>> Begin PROVIDED INFORMATION

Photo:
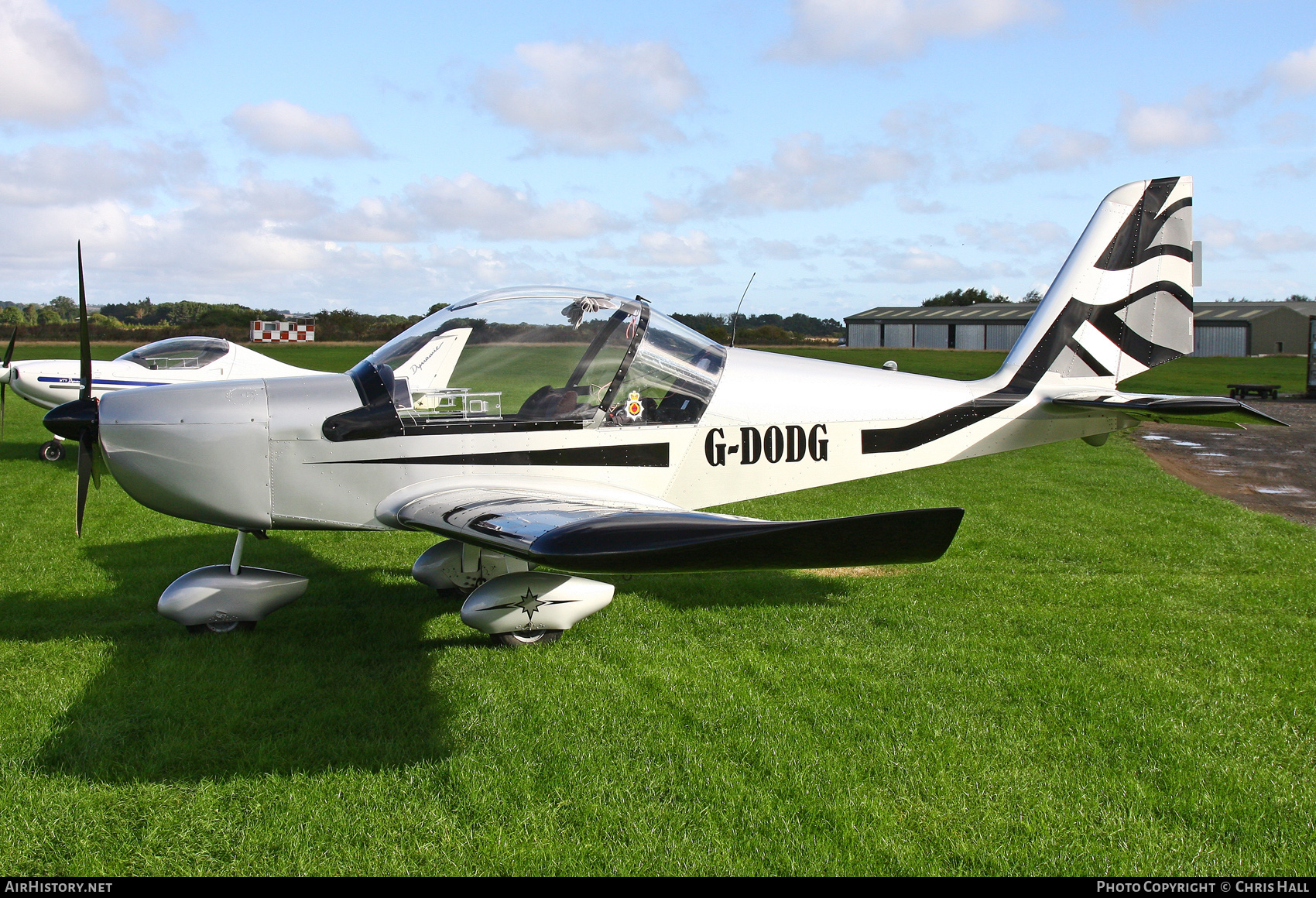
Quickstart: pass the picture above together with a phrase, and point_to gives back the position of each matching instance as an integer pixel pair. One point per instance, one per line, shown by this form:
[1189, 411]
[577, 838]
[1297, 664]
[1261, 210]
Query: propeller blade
[9, 357]
[86, 447]
[83, 334]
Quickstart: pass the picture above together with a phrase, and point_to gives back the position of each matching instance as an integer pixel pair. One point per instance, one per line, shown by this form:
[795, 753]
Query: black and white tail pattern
[1122, 302]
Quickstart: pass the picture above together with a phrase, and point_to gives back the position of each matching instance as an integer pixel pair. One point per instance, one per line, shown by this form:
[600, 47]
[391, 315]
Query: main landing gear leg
[225, 598]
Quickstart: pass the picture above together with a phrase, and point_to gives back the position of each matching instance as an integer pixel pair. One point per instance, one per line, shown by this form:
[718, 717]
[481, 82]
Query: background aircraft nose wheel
[526, 638]
[223, 627]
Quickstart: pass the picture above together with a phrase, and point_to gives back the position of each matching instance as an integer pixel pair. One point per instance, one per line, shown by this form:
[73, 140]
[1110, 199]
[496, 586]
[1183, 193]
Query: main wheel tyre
[516, 639]
[223, 627]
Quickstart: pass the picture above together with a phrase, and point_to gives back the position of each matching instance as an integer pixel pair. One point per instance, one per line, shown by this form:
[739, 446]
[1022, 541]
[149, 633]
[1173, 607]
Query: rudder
[1122, 300]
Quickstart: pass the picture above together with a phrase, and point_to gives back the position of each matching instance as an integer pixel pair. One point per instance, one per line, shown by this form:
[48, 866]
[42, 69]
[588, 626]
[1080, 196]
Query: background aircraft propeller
[4, 383]
[81, 419]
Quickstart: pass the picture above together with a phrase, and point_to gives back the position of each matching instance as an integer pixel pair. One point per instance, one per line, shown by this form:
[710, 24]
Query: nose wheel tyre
[223, 627]
[517, 639]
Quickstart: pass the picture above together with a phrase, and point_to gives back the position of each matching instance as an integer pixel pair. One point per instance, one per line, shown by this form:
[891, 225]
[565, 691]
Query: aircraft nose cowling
[197, 451]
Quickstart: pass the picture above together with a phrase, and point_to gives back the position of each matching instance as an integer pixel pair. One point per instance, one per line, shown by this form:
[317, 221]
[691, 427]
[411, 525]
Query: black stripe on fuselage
[646, 454]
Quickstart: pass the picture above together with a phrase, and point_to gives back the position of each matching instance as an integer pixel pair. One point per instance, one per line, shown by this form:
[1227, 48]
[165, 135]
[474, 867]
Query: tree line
[146, 320]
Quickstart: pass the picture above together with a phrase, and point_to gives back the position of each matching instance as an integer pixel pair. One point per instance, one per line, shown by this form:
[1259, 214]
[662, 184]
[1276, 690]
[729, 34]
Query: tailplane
[1122, 302]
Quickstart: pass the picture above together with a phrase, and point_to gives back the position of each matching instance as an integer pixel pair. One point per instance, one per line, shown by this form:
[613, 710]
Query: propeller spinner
[79, 419]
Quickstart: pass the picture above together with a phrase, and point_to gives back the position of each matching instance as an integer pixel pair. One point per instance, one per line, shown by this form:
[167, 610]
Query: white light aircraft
[49, 382]
[581, 431]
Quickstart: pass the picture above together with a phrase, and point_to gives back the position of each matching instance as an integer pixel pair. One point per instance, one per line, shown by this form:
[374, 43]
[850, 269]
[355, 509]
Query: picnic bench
[1259, 390]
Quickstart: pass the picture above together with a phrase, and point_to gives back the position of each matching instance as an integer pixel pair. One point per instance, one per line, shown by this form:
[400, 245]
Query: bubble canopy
[548, 355]
[178, 351]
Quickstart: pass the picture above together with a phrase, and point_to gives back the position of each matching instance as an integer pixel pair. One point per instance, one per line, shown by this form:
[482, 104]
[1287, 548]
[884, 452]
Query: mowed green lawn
[1109, 672]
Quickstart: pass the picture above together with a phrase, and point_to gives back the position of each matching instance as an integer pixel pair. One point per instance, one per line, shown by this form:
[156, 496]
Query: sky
[853, 153]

>> End PROVIDED INFORMATION

_EXERCISE INSTRUCTIONS_
Reproduce the material above with every "Quickstart" swapped for "Usage" and everything else unchanged, leaving out the pictures.

_RESULT FOR THIS EXERCISE_
Photo:
Usage: pass the picture above together with a phrase, and point_to gives back the position of each matching instance as an integer pixel pair. One point per instance, one per line, shown by this form:
[1189, 411]
[577, 838]
[1297, 664]
[1261, 210]
Query: propeller blade
[9, 357]
[86, 447]
[83, 334]
Usage: pass the picture above together with a phrase, and point_to gives back the position of each matching instance as an integer pixel pair. One point per instance, one per line, shown by this form:
[795, 753]
Query: black and white tail pattern
[1122, 302]
Usage: pass the picture above together with a phrase, and point_to gives back the position of each matching instance as an integer pixel pair. One point per instance, one per line, shown by this form:
[600, 47]
[391, 315]
Query: main landing gear leg
[225, 598]
Usage: pass the picture above together with a phrase, and point_to gives back the position of each matching instance as an integer pixel pair. One point per instance, one per line, shown by this form:
[718, 717]
[481, 82]
Query: background aircraft nose wheel
[526, 638]
[223, 627]
Usage: pass the picture above together with a phrase, and point_to gives back the position of each matching instance as an integer pixel pair. One point per instance, one per line, shown by this form:
[73, 140]
[1110, 199]
[496, 586]
[1183, 193]
Query: main wheel tyre
[516, 639]
[223, 627]
Usage: pass the picture above together with a phrase, and point_to gives back the position of each matching instance as an integer pixel pair. One point per instance, one per line, shown by this form:
[739, 446]
[1022, 541]
[149, 633]
[1173, 607]
Query: rudder
[1122, 300]
Usage: pass the picture above together with a phrase, and point_to gives back the position of each matching instance as an integer pixel pair. One point per instance, one per line, shown by this form:
[48, 866]
[42, 69]
[588, 626]
[1080, 196]
Query: background aircraft propeller
[4, 383]
[81, 419]
Usage: pass the picture above together with a phrase, and point_to gives back the position of each matching instance as an integer pixel pair. One point per instance, one per line, shown by this form:
[710, 24]
Query: nose wheel tyre
[223, 627]
[517, 639]
Usage: pass the picture above together with a phrase, and point_to gives back the position of each matching instance as an integer pixel pair. One point per instance, one per line, shown by this form:
[891, 225]
[565, 691]
Query: aircraft nose cowling
[197, 451]
Usage: pass the picture above together with a phrase, and point_to gives back the position of each matching instance as an integer pixel pair. One point per instance, one per line, shown by this form:
[317, 221]
[691, 427]
[411, 525]
Query: black stripe on fuselage
[646, 454]
Usage: pass the picture above together with a phrase, and point_to gives back the position of each matching instance as an integer pixel pair. One point per instance, one per line, shown by this form:
[1227, 48]
[165, 135]
[474, 867]
Query: tree line
[146, 320]
Usage: pass the picture above together with a phrase, and point_to gives back the position of each matching instance as an integer pixel pair. One point per instance, one per line, shown by this form:
[1259, 214]
[662, 184]
[1276, 690]
[729, 34]
Query: tailplane
[1122, 302]
Usage: pass the picture above together with a phrase, and point_to gives back the position of each matching instance as an integer pixel pair. One point per instance, one per line, shown by this form:
[613, 710]
Query: propeller spinner
[79, 419]
Usage: pass the picture above together with a phrase, and point_to gives back the position of each matching instance as an integer pixel pair. One point per instance, one per line, shown by this form:
[167, 610]
Query: white light aircraft
[49, 382]
[581, 431]
Usage: pass the picture above together with a phrase, and point_to gives back the position of each matching instance as an integer pixel pair. One point per instance, one per line, shown by this form:
[374, 43]
[850, 269]
[355, 509]
Query: picnic bench
[1259, 390]
Usage: pass the picture above together with a phrase, and point_to gives back the position of each matching instance as an integer pixel pair. One point per instance, one per line, shown by this form:
[400, 245]
Query: bubble canopy
[548, 355]
[178, 351]
Usage: pass the picture above together with a phrase, and point_to gives back the position of each matching instance as an integer pixel pair. One point per instance, one per line, shown by this form:
[482, 104]
[1287, 548]
[884, 452]
Query: mowed green lawn
[1109, 672]
Usage: pass the picture above together with a phrase, and point_to gives back the position of each matching instance as an integer pixel pair. One point per instance, one per line, shown by this form:
[156, 496]
Query: sky
[853, 153]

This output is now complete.